Record set →
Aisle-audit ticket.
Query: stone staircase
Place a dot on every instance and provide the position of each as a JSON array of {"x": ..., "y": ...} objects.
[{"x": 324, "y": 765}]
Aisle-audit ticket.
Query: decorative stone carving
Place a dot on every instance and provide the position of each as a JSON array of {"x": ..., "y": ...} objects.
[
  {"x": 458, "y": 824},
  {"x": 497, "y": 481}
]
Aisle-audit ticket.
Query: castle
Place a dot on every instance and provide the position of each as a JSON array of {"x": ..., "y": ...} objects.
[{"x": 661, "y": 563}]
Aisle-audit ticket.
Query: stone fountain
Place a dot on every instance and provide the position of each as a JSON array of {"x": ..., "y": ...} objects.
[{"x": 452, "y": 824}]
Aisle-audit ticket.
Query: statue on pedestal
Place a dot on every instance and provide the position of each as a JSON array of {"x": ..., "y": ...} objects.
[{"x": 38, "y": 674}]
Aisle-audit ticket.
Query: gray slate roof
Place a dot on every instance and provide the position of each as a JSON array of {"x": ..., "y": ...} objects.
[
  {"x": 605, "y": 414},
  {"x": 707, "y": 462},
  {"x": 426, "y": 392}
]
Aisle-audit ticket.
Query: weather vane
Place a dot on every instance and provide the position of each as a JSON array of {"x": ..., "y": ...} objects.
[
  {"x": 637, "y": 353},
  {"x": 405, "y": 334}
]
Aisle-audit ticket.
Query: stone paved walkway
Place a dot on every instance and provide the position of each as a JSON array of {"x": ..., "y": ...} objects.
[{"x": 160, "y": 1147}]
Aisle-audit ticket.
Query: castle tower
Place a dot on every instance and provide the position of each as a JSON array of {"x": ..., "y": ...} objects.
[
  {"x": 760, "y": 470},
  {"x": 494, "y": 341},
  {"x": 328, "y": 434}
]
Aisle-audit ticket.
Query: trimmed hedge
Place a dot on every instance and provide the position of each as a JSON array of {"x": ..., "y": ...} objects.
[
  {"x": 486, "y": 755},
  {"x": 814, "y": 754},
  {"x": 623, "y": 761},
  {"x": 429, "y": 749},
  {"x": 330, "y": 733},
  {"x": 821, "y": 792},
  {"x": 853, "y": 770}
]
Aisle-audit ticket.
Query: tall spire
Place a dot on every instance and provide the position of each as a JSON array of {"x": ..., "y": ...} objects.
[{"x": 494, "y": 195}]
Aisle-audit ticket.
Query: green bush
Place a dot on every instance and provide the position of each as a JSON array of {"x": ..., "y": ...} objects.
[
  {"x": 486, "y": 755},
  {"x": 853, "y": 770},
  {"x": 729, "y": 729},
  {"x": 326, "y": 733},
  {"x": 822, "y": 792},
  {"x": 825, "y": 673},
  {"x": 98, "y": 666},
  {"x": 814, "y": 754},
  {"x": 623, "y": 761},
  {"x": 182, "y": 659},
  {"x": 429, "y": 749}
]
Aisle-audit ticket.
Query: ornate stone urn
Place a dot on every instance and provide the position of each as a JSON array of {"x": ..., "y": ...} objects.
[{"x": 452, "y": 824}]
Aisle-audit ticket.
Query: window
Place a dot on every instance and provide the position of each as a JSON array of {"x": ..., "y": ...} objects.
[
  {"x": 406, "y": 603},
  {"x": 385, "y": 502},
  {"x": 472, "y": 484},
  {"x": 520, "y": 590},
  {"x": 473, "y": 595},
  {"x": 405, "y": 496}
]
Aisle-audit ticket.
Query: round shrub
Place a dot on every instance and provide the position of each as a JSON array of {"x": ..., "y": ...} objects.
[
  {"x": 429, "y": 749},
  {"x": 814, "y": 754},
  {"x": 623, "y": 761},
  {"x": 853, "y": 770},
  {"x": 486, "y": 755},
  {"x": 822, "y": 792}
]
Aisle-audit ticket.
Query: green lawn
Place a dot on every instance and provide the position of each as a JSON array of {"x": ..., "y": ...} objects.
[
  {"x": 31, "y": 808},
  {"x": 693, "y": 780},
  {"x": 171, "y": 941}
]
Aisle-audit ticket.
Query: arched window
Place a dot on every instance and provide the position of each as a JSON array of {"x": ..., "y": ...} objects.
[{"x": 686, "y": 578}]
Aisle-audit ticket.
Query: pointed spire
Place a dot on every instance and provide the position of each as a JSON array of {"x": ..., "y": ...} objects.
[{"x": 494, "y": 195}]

Problem →
How many lines in the records include "stone"? Answer with the number alone.

Output of the exercise →
5